## [Work instructions]
- A) Copy the passage below about Grace Jones's album Portfolio word for word, starting at "Portfolio is the" and ending at "Island album, Portfolio.".
- B) Proceed with the passage below about Grace Jones's album Portfolio, picking up after its final sentence.

## [Text extract]
----------------
Portfolio is the debut studio album by Grace Jones, released in 1977 by Island Records. It spawned her first big hit, "La Vie en rose".

Background and production
Having enjoyed a successful modelling career in Paris and New York in the early 1970s, Jones released a series of singles throughout 1975–1976. None of them, however, managed to succeed in mainstream charts. Jones secured a record deal with Island Records in 1977 and found wider recognition only with her debut Island album, Portfolio.

The album was recorded and mixed in Sigma Sound Studios in Philadelphia, and released in autumn 1977 as the first of three albums made with the legendary disco record producer Tom Moulton. Side one of the original vinyl album is a continuous disco medley covering three songs from Broadway musicals, "Send in the Clowns" by Stephen Sondheim from A Little Night Music, "What I Did for Love" from A Chorus Line and "Tomorrow" from Annie. Side two opens with Jones' very personal re-interpretation of Édith Piaf's "La Vie en rose" and continues with three new recordings, two of which were co-written by Jones herself. The Italian release would omit "Sorry" and "That's the Trouble", adding an extended, over 7-minute-long version of "I Need a Man" instead. The album's artwork was designed by Richard Bernstein, an artist working for Interview, who would later contribute to Jones' two next albums' artworks and with whom the singer would re-team up for the 1986 album Inside Story.

Singles
"I Need a Man" was Jones' debut single, originally released in 1975 by the minor French label Orfeus. It failed to make any chart impact until two years later, when it was re-mixed and released via the Beam Junction label, becoming a number-one dance hit in the US and introducing Jones to club audiences, primarily gay. The second single, "Sorry", was released a year prior to the Portfolio album, and was a modest success on the US singles chart. Its B-side track, "That's the Trouble", also received a separate A-side release. Both songs were Jones' first forays into songwriting. "La Vie en rose" was released as a single in autumn 1977 and became the biggest hit from Portfolio, having charted in the French and Italian top 5. When re-released in 1983, it reached the top 5 in the Netherlands. "What I Did for Love" became a top 10 dance hit in the US.
----------------
## [Dataset extract]
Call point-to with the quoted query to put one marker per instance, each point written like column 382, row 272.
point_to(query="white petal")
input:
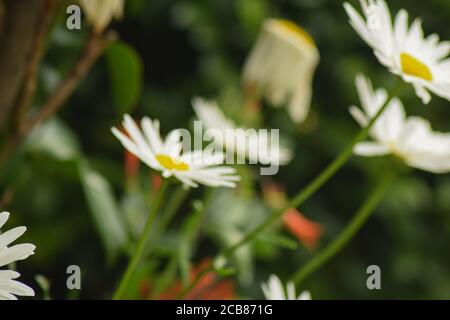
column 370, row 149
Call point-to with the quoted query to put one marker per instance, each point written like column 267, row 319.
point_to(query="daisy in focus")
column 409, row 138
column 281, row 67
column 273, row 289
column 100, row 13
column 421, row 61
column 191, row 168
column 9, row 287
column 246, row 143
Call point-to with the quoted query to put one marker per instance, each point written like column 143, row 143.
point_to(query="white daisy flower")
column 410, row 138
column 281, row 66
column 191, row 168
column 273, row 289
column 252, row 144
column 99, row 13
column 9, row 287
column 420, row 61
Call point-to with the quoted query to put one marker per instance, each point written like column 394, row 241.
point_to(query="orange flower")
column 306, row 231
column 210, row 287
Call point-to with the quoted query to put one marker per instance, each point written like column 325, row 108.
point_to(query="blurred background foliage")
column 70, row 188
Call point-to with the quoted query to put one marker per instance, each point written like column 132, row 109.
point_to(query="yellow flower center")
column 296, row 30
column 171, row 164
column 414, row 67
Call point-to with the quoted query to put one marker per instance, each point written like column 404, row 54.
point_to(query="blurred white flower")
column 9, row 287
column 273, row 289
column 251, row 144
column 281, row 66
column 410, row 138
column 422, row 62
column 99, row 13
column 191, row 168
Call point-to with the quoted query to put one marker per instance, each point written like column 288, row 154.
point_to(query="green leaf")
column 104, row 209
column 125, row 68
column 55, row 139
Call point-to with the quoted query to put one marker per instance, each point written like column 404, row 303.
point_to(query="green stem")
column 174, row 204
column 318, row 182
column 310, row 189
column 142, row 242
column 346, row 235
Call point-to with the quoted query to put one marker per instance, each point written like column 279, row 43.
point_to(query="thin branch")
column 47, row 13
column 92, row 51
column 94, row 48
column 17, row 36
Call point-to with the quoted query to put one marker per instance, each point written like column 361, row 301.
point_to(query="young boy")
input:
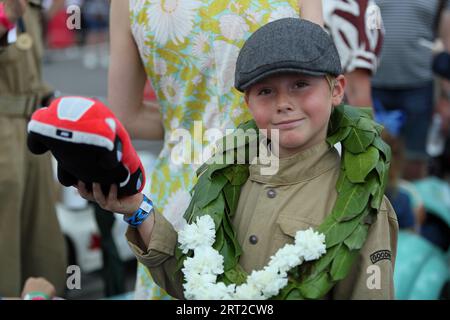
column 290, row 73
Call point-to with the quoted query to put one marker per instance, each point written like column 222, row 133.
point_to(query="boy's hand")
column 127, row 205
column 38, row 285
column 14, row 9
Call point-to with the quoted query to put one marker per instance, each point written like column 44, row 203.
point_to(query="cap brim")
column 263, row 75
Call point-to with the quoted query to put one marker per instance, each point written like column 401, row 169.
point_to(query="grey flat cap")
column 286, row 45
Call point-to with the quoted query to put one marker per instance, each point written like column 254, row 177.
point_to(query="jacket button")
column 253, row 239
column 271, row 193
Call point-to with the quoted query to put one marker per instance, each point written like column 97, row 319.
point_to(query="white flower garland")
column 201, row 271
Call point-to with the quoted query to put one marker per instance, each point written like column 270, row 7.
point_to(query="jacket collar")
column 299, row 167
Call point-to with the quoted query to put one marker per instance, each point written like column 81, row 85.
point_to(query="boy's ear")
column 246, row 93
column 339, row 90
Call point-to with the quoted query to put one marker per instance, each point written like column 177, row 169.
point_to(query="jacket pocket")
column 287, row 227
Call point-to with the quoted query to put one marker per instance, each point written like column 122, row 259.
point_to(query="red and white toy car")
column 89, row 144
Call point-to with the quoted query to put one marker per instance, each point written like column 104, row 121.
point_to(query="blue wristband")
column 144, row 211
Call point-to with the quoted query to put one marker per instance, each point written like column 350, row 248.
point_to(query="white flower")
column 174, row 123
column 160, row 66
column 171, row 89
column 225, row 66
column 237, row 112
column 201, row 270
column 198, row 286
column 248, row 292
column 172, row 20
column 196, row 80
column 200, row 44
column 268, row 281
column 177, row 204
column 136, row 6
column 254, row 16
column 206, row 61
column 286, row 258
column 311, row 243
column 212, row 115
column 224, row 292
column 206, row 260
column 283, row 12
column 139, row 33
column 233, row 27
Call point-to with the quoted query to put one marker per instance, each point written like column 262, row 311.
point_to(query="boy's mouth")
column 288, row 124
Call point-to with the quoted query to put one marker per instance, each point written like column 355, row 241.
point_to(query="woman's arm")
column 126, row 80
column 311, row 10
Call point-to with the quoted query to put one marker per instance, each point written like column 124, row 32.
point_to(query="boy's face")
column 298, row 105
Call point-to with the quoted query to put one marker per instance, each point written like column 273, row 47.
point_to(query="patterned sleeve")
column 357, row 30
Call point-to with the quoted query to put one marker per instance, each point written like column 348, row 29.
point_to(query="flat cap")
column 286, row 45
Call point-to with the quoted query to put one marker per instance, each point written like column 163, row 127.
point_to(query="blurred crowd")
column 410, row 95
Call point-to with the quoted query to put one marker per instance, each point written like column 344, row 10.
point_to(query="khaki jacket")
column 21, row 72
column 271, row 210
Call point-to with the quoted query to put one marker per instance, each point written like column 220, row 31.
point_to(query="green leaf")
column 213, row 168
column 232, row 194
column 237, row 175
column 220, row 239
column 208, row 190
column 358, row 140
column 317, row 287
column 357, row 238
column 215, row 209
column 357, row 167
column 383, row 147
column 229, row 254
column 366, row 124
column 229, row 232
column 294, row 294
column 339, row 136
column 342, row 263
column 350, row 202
----------------
## [Per-task answers]
- A)
Portfolio is the debut studio album by Grace Jones, released in 1977 by Island Records. It spawned her first big hit, "La Vie en rose".

Background and production
Having enjoyed a successful modelling career in Paris and New York in the early 1970s, Jones released a series of singles throughout 1975–1976. None of them, however, managed to succeed in mainstream charts. Jones secured a record deal with Island Records in 1977 and found wider recognition only with her debut Island album, Portfolio.

- B)
Critical reception

The album received unfavorable reviews from music critics. Andrew Hamilton from AllMusic website gave the album two out of five stars and wrote that "though polished [the album] tracks don't jump out at you" and conclude that it was more a "producer's album." He also gave credit to her because "she gives credence to old fuddies" like "Send in the Clowns," "La Vie en Rose" and "I Need a Man," whose according to him "displays a vulnerable Jones". Robert Christgau gave the album a C+ and praise the way Jones sing the songs ("very liberated, very punky"). He also wrote that Jones "sings flat enough to make Andrea True sound like Linda Ronstadt and Tom Verlaine like Art Garfunkel". Rolling Stone magazine gave the album one out of five stars.

Commercial performance
Portfolio reached number 52 on the Black Albums Chart in the US, while climbing to number 109 on Billboards mainstream albums chart. It garnered more attention in Europe, entering the top 10 in both Italy in early 1978 and the Netherlands in 1983.

Track listing
All tracks produced by Tom Moulton.

Notes
 Side one's tracks are a non-stop medley, with its total playing time being 18:36.
 Italian releases of the record feature the same tracklist as the original release, but exclude "Sorry" and "That's the Trouble".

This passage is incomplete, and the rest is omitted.